Rewrite all of the entries below with "marker" in place of every "keypoint", leaving everything else unchanged.

_Excerpted records_.
########################################
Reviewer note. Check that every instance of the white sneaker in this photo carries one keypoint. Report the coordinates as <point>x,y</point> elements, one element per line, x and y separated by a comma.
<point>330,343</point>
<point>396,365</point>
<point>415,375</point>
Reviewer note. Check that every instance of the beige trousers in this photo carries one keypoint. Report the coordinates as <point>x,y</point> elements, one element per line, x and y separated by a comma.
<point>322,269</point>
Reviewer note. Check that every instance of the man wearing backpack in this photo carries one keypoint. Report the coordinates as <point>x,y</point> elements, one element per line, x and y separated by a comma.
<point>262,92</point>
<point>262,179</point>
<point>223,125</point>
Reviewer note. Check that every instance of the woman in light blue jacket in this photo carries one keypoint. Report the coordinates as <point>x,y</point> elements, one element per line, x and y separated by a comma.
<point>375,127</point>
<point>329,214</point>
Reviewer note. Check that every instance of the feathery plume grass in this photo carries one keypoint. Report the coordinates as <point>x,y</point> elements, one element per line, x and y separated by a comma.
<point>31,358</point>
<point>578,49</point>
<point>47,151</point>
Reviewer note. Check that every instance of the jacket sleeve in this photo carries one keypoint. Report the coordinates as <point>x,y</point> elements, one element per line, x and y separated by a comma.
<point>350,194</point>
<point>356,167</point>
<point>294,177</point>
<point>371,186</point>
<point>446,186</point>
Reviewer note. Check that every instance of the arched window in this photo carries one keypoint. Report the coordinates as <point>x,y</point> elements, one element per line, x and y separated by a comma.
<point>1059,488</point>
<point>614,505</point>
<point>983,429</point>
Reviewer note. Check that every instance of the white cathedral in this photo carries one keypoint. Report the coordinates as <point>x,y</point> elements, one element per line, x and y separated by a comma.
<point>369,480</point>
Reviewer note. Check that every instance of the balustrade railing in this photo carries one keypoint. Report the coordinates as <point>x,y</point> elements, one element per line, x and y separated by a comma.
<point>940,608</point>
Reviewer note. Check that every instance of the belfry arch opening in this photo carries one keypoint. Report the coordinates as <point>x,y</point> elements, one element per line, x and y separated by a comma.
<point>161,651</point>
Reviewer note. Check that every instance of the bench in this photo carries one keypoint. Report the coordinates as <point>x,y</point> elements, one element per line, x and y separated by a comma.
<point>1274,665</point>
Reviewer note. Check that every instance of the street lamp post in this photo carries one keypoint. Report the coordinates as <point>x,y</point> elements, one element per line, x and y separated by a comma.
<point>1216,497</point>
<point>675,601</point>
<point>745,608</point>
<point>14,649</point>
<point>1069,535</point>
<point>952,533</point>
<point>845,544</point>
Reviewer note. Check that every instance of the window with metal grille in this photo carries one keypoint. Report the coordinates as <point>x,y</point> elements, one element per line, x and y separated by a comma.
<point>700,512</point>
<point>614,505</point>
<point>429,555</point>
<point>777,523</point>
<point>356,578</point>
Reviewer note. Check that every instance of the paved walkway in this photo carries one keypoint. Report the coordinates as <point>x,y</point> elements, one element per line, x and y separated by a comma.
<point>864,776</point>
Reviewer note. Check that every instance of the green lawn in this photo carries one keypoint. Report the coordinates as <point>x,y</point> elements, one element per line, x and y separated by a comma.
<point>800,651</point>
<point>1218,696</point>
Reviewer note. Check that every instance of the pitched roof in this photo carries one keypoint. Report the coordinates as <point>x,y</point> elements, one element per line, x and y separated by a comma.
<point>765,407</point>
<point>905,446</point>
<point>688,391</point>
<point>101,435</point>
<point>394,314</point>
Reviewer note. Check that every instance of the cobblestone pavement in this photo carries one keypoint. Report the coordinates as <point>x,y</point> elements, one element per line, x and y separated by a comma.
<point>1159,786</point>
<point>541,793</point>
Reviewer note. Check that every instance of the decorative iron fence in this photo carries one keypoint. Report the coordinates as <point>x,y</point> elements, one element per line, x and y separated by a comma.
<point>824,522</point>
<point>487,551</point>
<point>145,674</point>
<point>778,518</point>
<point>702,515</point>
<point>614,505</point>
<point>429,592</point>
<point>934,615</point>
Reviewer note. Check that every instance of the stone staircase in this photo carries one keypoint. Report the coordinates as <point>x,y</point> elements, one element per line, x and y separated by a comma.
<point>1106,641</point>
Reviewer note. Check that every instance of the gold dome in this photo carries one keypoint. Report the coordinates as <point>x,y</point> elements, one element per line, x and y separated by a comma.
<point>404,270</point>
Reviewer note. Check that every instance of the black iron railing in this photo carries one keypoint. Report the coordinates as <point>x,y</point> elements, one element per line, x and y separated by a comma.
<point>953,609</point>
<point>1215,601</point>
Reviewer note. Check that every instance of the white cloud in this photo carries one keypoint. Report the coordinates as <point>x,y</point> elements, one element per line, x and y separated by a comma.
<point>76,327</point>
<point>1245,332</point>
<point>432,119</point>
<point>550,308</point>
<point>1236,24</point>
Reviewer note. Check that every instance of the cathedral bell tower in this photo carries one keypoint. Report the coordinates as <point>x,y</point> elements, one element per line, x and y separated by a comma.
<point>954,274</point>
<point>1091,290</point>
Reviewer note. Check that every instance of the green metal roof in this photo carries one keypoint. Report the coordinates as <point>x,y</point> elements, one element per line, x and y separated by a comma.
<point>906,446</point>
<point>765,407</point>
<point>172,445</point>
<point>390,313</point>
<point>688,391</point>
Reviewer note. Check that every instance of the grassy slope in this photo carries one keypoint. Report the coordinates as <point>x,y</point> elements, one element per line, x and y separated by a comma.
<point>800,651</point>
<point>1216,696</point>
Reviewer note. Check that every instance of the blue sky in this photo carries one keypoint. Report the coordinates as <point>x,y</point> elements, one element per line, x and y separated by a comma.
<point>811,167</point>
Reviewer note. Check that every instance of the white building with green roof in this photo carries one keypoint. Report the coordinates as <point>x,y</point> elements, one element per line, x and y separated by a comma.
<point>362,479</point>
########################################
_Response below_.
Reviewer note. Check that every instance of the white sneaker in this photo carries one marker. Report the coordinates as <point>x,y</point> elements, one element per line, x and y separated by a comma.
<point>330,343</point>
<point>396,365</point>
<point>415,375</point>
Reviewer note. Check that every instance of the beige trousers in this photo carries one marker. Report the coordinates as <point>x,y</point> elements, one element per line, x and y separated by a comma.
<point>322,269</point>
Reviewer note. Check that every instance of the man wearing backpack in this photo carries one marker. Report the coordinates as <point>x,y</point> elements, one element per line, x and y separated by a comma.
<point>262,92</point>
<point>262,179</point>
<point>223,125</point>
Reviewer note. Check that every instance of the woman in light blue jacket in this photo carries one marker. Report the coordinates as <point>x,y</point> elements, one element per line, x and y separated by a comma.
<point>375,127</point>
<point>329,214</point>
Reviewer note. Check that every instance of the feathery plume grass in this photo carries one marker. Report the coordinates as <point>x,y</point> elements, one element per line, x and y separated by a comma.
<point>31,358</point>
<point>578,49</point>
<point>47,151</point>
Reviewer note. Check that every instance of the jacket sleeve in this photo carries one marker. Report the coordinates as <point>x,y</point> elements, one element per line, x and y separated by a comma.
<point>350,194</point>
<point>356,167</point>
<point>294,177</point>
<point>371,186</point>
<point>446,186</point>
Reviewer note. Check that every instance of the arched window in this photo carries one marker. Report the coordinates as <point>x,y</point> elements, one element per line, x and y separated by a comma.
<point>1059,488</point>
<point>614,505</point>
<point>983,429</point>
Reviewer note. Check that every instance of the white cathedral in this photo carries one marker. Report the coordinates as <point>x,y</point> elements, one element per line, x and y separated by a comma.
<point>369,480</point>
Reviewer note. Check that every instance of the balustrade railing in this photo carries one marker. Report the coordinates as <point>x,y</point> elements, one element per line, x and y separated by a comma.
<point>940,608</point>
Reviewer note. Check that every instance of the belfry arch opening in this photo carries one marker. Report the coordinates as <point>x,y</point> elements, one element per line, x and y separated by a comma.
<point>161,651</point>
Reviewer note. Check that every instance of the bench in this photo carries one marker. Report the coordinates as <point>x,y</point> elements, one element per line, x and y separated by a comma.
<point>1274,665</point>
Reviewer note. Check that every instance of the street lamp post in this photo carries one marker. Report the coordinates as <point>x,y</point> elements, one element per line, x and y separated by a comma.
<point>1216,497</point>
<point>675,601</point>
<point>745,608</point>
<point>14,649</point>
<point>1069,535</point>
<point>952,533</point>
<point>845,544</point>
Reviewer note. Check that every instance of the window with metal grille in this photo carries one marker. Report the coordinates as <point>x,y</point> elements, one element per line, x and y separated by a comma.
<point>700,512</point>
<point>614,505</point>
<point>429,555</point>
<point>777,523</point>
<point>356,578</point>
Reviewer note. Check that every instance of the paved walkway in this photo carries one marker. Report the coordinates as <point>x,y</point> elements, one element per line, x and y separated by a comma.
<point>864,776</point>
Reviewer note. Check that every instance of the green lawn in this photo carries one marker. Report the coordinates as <point>x,y</point> elements, one element per line, x and y separated by a comma.
<point>800,651</point>
<point>1218,696</point>
Reviewer note. Check that every instance of the pitched roof in this photo carries one marker. Report the coordinates as <point>x,y</point> elements, one element per line, x and y separated by a comma.
<point>765,407</point>
<point>905,446</point>
<point>688,391</point>
<point>101,435</point>
<point>394,314</point>
Reviewer note. Check that every instance of the cobblestone pavement in this photo carries one marker. Report the coordinates as <point>x,y</point> elements, one element per line, x and y separated by a comma.
<point>1159,786</point>
<point>541,793</point>
Reviewer note. Check that every instance of the decorative iron fence in this photo carries one marker. Report the coordinates as <point>x,y</point> elements, one element per line, x and y separated by a comma.
<point>824,522</point>
<point>487,551</point>
<point>145,674</point>
<point>778,518</point>
<point>702,515</point>
<point>614,505</point>
<point>429,592</point>
<point>934,615</point>
Reviewer note. Check that every instance of the stone staircase in this photo carries one marker. Report the coordinates as <point>x,y</point> elements, one element per line, x and y separated by a comma.
<point>1106,641</point>
Reviewer note. Check that every instance of the gold dome in this photo carries one marker. Report the coordinates as <point>x,y</point> elements, one element per line, x and y separated by a comma.
<point>404,270</point>
Reviewer note. Check that every instance of the black iron railing in this photo carries one marker. Report the coordinates as <point>x,y</point> elements, one element per line, x and y separated by a comma.
<point>953,609</point>
<point>1215,601</point>
Reviewer note. Check that every instance of the white cloud in this photo carries one marker. Report the coordinates as <point>x,y</point> elements, one element per line, x and y separated by a comma.
<point>76,327</point>
<point>1245,332</point>
<point>432,119</point>
<point>550,308</point>
<point>1236,24</point>
Reviewer note. Check that every instance of the cathedral bell tower in this photo carries one marker. Report the coordinates as <point>x,y</point> elements, one element per line, x and y separated by a comma.
<point>954,274</point>
<point>1091,290</point>
Reviewer note. Check that every instance of the green metal roof in this photo carries one marker. Report the coordinates as <point>x,y</point> elements, one element per line, x and y separated by a comma.
<point>906,446</point>
<point>765,407</point>
<point>172,445</point>
<point>390,313</point>
<point>688,391</point>
Reviewer note. Check that every instance of the grassy slope in this photo carries one marker. Report the coordinates as <point>x,y</point> elements, one element per line, x and y separated by a comma.
<point>800,651</point>
<point>1216,696</point>
Reviewer note. Check that every instance of the blue sky in this photo carries one marker. Report the coordinates as <point>x,y</point> elements, one element per line, x and y separated by a comma.
<point>811,167</point>
Reviewer note. Check that every instance of the white building with green roof in this photo carries one marker. Report the coordinates as <point>x,y</point> elements, one element per line, x and y separated by a comma.
<point>362,479</point>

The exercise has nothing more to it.